→ **PROVIDED MATERIAL**

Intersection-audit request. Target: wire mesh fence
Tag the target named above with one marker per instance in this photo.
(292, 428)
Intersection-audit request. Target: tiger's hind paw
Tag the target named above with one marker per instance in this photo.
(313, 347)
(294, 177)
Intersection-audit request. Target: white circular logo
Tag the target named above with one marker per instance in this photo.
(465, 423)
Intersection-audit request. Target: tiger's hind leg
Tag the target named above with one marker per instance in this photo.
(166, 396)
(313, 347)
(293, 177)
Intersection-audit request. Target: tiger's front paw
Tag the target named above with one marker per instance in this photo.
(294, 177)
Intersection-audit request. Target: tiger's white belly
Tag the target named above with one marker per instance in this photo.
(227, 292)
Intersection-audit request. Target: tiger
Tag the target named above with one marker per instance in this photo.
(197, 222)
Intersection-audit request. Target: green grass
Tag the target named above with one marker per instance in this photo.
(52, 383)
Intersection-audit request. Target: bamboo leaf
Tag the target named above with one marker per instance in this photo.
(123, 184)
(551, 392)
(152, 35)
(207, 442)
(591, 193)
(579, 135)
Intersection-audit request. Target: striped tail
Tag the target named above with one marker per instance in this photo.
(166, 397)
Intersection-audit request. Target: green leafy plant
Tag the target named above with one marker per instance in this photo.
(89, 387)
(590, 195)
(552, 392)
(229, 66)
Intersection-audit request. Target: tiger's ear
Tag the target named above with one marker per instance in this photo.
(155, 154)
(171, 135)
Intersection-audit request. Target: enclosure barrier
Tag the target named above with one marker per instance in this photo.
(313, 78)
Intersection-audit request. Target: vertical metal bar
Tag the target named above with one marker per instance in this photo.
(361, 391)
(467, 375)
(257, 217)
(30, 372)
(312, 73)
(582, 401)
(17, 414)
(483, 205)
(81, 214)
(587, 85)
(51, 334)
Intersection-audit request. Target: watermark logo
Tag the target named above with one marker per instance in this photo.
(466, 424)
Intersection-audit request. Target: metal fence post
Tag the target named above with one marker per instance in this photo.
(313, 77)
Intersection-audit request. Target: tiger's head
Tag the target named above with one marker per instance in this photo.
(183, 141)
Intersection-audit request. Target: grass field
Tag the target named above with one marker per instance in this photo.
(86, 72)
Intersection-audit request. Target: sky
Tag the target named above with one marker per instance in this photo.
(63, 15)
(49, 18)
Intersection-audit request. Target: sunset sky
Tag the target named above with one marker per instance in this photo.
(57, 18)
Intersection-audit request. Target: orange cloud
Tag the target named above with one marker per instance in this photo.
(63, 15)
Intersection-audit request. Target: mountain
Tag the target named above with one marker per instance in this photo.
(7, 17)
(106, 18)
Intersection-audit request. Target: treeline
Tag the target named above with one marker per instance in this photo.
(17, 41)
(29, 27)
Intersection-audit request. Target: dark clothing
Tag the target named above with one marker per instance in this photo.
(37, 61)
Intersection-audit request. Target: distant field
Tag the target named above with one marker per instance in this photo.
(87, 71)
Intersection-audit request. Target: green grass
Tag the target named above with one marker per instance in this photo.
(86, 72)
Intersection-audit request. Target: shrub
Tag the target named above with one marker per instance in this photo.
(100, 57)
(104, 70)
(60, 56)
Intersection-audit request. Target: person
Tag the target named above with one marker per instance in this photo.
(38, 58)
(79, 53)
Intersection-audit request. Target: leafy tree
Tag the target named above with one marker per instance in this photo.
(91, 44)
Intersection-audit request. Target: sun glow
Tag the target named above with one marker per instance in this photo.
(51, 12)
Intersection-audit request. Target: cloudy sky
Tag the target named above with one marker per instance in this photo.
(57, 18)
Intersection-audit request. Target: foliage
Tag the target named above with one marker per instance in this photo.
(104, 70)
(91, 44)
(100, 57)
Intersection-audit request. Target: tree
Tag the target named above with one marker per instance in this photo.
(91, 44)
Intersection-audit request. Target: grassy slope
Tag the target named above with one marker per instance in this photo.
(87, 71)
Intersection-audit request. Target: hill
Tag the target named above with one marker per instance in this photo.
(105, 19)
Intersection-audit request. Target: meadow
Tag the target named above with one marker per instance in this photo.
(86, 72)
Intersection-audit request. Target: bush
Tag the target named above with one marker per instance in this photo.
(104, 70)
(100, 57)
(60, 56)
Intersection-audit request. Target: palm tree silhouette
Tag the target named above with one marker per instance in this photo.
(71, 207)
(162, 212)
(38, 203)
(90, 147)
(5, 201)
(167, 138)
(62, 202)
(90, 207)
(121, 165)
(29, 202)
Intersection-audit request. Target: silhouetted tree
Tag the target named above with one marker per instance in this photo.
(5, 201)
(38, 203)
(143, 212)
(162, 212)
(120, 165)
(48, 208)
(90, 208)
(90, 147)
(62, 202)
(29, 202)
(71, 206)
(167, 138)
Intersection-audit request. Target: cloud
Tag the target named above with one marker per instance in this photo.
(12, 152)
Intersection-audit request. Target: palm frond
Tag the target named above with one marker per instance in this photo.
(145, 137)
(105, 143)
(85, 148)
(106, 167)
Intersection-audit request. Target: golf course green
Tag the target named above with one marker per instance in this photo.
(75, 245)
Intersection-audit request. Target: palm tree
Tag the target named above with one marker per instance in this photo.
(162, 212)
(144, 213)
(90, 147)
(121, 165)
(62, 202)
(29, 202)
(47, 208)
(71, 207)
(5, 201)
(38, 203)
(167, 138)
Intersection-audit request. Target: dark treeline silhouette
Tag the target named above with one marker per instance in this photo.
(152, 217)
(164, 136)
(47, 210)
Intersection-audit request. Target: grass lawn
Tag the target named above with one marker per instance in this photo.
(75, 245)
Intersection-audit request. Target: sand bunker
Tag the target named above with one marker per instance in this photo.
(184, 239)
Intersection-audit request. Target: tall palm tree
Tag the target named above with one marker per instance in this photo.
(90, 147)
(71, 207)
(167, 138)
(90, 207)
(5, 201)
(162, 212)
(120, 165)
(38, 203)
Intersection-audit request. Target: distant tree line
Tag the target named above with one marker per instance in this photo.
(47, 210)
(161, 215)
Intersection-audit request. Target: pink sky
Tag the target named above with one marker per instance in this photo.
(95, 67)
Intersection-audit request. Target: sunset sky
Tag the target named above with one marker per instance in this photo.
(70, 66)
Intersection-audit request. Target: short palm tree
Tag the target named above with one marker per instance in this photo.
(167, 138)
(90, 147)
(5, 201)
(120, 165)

→ **WORK TO BE COMPLETED**
Copy each entry exactly, with nothing added or dropped.

→ **RESULT OF THIS EXERCISE**
Intersection-audit request. Target: wire mesh fence
Tag the target named above with one marker per instance in this photo.
(292, 428)
Intersection-audit request. Target: tiger's hind paw
Tag the target named above with one marker per instance in this photo.
(313, 347)
(294, 177)
Intersection-audit request. Target: white circular logo
Tag the target named above with one marker per instance in this photo.
(465, 423)
Intersection-audit request. Target: tiger's hind leg
Tag the target named above with one marker per instance in this photo.
(166, 396)
(313, 347)
(293, 177)
Intersection-audit request. Target: tiger's front paw
Tag the target named above with one marker per instance in this photo.
(294, 177)
Intersection-audit request. Target: tiger's white belly
Tag the target named above with one marker per instance in this photo.
(227, 292)
Intersection-audit request. Target: tiger
Tag the target named above with one marker per instance in this photo.
(197, 222)
Intersection-audit request. Target: green grass
Tag the target named above with one marker per instance in this photo.
(52, 383)
Intersection-audit request. Target: bamboo leaf
Tag the target named above with one marker per instance in this photo.
(123, 184)
(551, 392)
(152, 35)
(207, 442)
(591, 193)
(579, 135)
Intersection-audit request. Target: striped tail
Tag the target named above with one marker per instance in this photo.
(166, 397)
Intersection-audit request. Target: green leafy plant
Tag the target named above with one marker per instance in this photo.
(89, 387)
(590, 195)
(552, 392)
(229, 66)
Intersection-audit request. Target: tiger's ear
Tag the target named above with one marker per instance in this photo.
(155, 154)
(171, 135)
Intersection-audit request. Target: enclosure barrier
Tag the target named above with one marker per instance in this photo.
(313, 78)
Intersection-audit request. Target: vertical metal bar
Tag the target named above with one marker per instance in this photo.
(361, 391)
(467, 375)
(257, 217)
(30, 372)
(312, 73)
(582, 401)
(17, 414)
(483, 205)
(81, 214)
(587, 85)
(51, 334)
Intersection-audit request. Target: watermark logo
Tag the target named above with one marker per instance in this photo.
(466, 424)
Intersection-audit request. Target: metal fence post
Tag the target named above with one marker per instance in this photo.
(313, 77)
Intersection-audit request. Target: tiger's head
Tag the target named above with one marker per instance in this photo.
(183, 141)
Intersection-audit request. Target: grass field
Tag the target named above with one marker per instance in this photo.
(86, 72)
Intersection-audit request. Target: sky
Tag the target named above with one marker per instance in this photo.
(63, 15)
(49, 18)
Intersection-audit request. Target: sunset sky
Tag the target named above with one marker per instance in this photo.
(57, 18)
Intersection-audit request. Target: orange cloud
Tag the target named above with one marker per instance in this photo.
(63, 15)
Intersection-audit request. Target: mountain
Tag the target named above with one marker per instance in this photo.
(7, 17)
(106, 18)
Intersection-audit request. Target: treeline
Tag the target named above with one marker per instance in this photo.
(17, 41)
(29, 27)
Intersection-audit request. Target: dark clothing
Tag the target named above with one marker per instance in this photo.
(37, 61)
Intersection-audit request. Target: distant field
Tag the target named above with one marker per instance in this photo.
(87, 71)
Intersection-audit request. Target: green grass
Tag the target named above with one marker per instance in this photo.
(86, 72)
Intersection-audit request. Target: shrub
Tag the target named above with one marker per instance in this photo.
(100, 57)
(104, 70)
(60, 56)
Intersection-audit request. Target: person
Tag the target named above with one marker per instance in this photo.
(38, 58)
(79, 53)
Intersection-audit request. Target: leafy tree
Tag the target named above with one marker per instance in this photo.
(91, 44)
Intersection-audit request. Target: sun glow
Tag the target named above with one marker per instance in this photo.
(51, 12)
Intersection-audit request. Target: cloudy sky
Tag the target named above with one marker per instance in this photo.
(57, 18)
Intersection-audit request. Target: foliage
Tag the target named above with one marker per instance in this photo.
(104, 70)
(91, 44)
(100, 57)
Intersection-audit request. Target: tree
Tag the target named above with one marker per instance in this photo.
(91, 44)
Intersection-audit request. Target: grassy slope
Tag the target named above with one marker per instance in this photo.
(87, 71)
Intersection-audit request. Target: hill
Tag the target named above with one marker per instance in this photo.
(105, 19)
Intersection-audit request. Target: meadow
Tag the target named above with one marker per instance in this photo.
(86, 72)
Intersection-audit request. Target: bush
Tag the target named above with one marker per instance in this photo.
(104, 70)
(100, 57)
(60, 56)
Intersection-audit request. Target: palm tree silhouette
Tag the target named above with one marker per instance in this photo.
(71, 207)
(162, 212)
(38, 203)
(90, 147)
(5, 201)
(167, 138)
(62, 202)
(90, 207)
(121, 165)
(29, 202)
Intersection-audit request. Target: silhouetted tree
Tag the target named above with one marker per instance in this photo.
(5, 201)
(38, 203)
(143, 212)
(162, 212)
(120, 165)
(48, 208)
(90, 208)
(90, 147)
(62, 202)
(29, 202)
(71, 206)
(167, 138)
Intersection-audit request. Target: cloud
Tag the target named above with one marker per instance in this photo.
(12, 152)
Intersection-audit request. Target: palm frond
Tag the target named above with one marker per instance in this photo.
(145, 137)
(105, 143)
(85, 148)
(106, 167)
Intersection-audit request. Target: golf course green
Tag the target named above with one marker per instance in this photo.
(75, 245)
Intersection-audit request. Target: palm tree
Tag the target named above with one marker per instance in this photo.
(162, 212)
(144, 213)
(90, 147)
(121, 165)
(62, 202)
(29, 202)
(47, 208)
(71, 207)
(5, 201)
(38, 203)
(167, 138)
Intersection-audit request. Target: dark treeline silhouette
Tag the target named above with one marker per instance in this photo.
(152, 217)
(164, 136)
(47, 210)
Intersection-audit request. Target: grass lawn
Tag the target named above with one marker per instance in this photo.
(75, 245)
Intersection-audit request. Target: sand bunker
Tag the target named above with one marker per instance in this photo.
(184, 239)
Intersection-audit request. Target: tall palm tree
Tag the target named above with one marker per instance in this photo.
(90, 147)
(71, 207)
(167, 138)
(90, 207)
(5, 201)
(162, 212)
(120, 165)
(38, 203)
Intersection-audit request. Target: distant tree line
Tag the target named above with one marker per instance in this photo.
(47, 210)
(161, 215)
Intersection-audit request. Target: pink sky
Tag the target named above with one marker per instance in this photo.
(95, 67)
Intersection-audit request. Target: sunset sky
Tag the target named above with one marker per instance in this photo.
(70, 66)
Intersection-audit request. Target: short palm tree
Tag the target named above with one marker per instance in this photo.
(167, 138)
(90, 147)
(5, 201)
(120, 165)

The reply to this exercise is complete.